> _Aim of the task_:
Copy the material word for word, starting at the line that contains "Give the innermost point of each instance of the group" and ending at its final line, both included.
▽
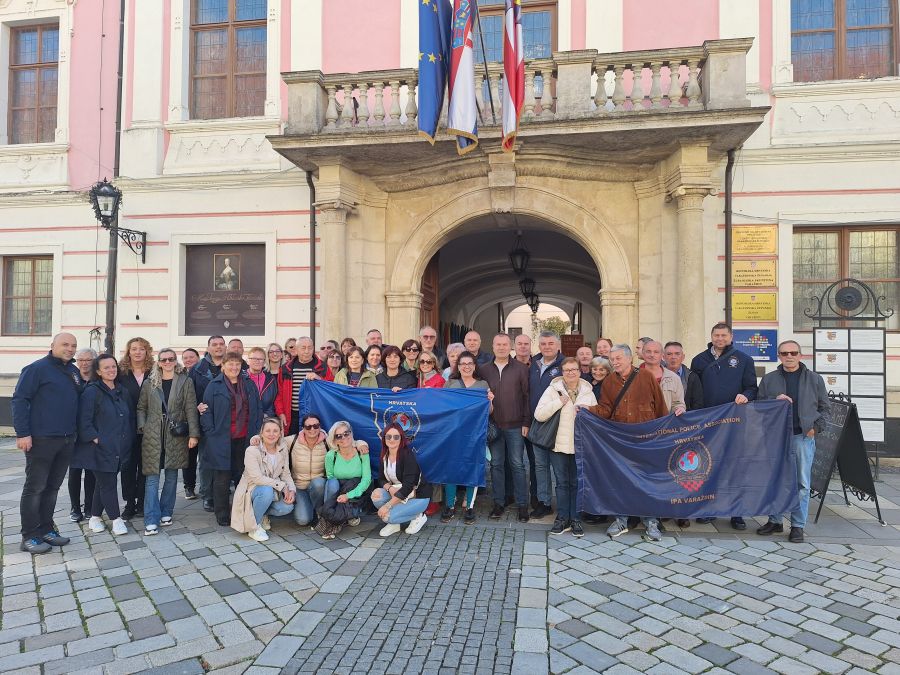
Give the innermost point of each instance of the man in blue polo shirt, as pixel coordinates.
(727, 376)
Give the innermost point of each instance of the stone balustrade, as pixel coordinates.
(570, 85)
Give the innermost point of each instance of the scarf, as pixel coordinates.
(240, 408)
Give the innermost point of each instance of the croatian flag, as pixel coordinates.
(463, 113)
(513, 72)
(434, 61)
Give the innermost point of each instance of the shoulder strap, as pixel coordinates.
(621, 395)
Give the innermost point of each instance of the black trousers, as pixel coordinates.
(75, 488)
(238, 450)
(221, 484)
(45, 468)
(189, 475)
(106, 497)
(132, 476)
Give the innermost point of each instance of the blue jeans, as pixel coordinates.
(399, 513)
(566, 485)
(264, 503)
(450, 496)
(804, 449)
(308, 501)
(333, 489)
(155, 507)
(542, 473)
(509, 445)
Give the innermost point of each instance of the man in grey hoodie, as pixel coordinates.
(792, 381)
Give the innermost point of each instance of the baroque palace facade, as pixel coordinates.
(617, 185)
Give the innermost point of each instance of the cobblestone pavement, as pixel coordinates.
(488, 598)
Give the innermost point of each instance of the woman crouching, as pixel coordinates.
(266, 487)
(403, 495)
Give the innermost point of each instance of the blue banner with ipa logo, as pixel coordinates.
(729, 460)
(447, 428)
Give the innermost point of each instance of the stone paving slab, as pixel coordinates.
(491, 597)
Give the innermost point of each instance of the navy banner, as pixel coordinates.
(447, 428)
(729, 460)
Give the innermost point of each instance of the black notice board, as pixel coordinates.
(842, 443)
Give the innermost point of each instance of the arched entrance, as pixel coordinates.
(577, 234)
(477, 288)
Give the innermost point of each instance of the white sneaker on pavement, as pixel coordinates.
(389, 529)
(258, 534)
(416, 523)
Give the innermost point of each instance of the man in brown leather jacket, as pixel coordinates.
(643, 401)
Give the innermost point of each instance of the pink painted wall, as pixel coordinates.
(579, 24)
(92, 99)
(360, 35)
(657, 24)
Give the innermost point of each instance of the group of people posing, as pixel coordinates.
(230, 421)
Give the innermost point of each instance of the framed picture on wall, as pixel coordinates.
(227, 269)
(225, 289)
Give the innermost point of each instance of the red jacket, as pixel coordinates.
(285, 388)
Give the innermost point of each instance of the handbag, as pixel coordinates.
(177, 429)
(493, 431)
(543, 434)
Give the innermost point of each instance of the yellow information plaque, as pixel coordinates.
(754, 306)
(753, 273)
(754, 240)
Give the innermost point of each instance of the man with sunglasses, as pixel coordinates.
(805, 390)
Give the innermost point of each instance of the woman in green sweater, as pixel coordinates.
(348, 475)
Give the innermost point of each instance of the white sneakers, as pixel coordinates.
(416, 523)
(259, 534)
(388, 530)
△
> _Answer_:
Give the innermost point of each instance of the group of people posing, as pixel coordinates.
(230, 421)
Give the innermost point of each instance of the framed picture on wall, as pixel coordinates.
(227, 269)
(225, 289)
Give the innermost point of each instance of the red jacket, as pixel coordinates.
(285, 388)
Give the innermost point of each instance of the handbag, as pixel coordinates.
(177, 429)
(493, 431)
(543, 434)
Give the innermost point of each instance of the yellow information plaque, as pixel coordinates.
(754, 306)
(753, 273)
(754, 240)
Give the innermost point of each instance of the man with sunglasses, as pixel coordinates.
(805, 390)
Give the innermost point of each instance of the woman in green sweater, as pixel coordinates.
(348, 475)
Give the innermost point of each instance of the white sneakers, as pixel coordinates.
(416, 523)
(259, 534)
(388, 530)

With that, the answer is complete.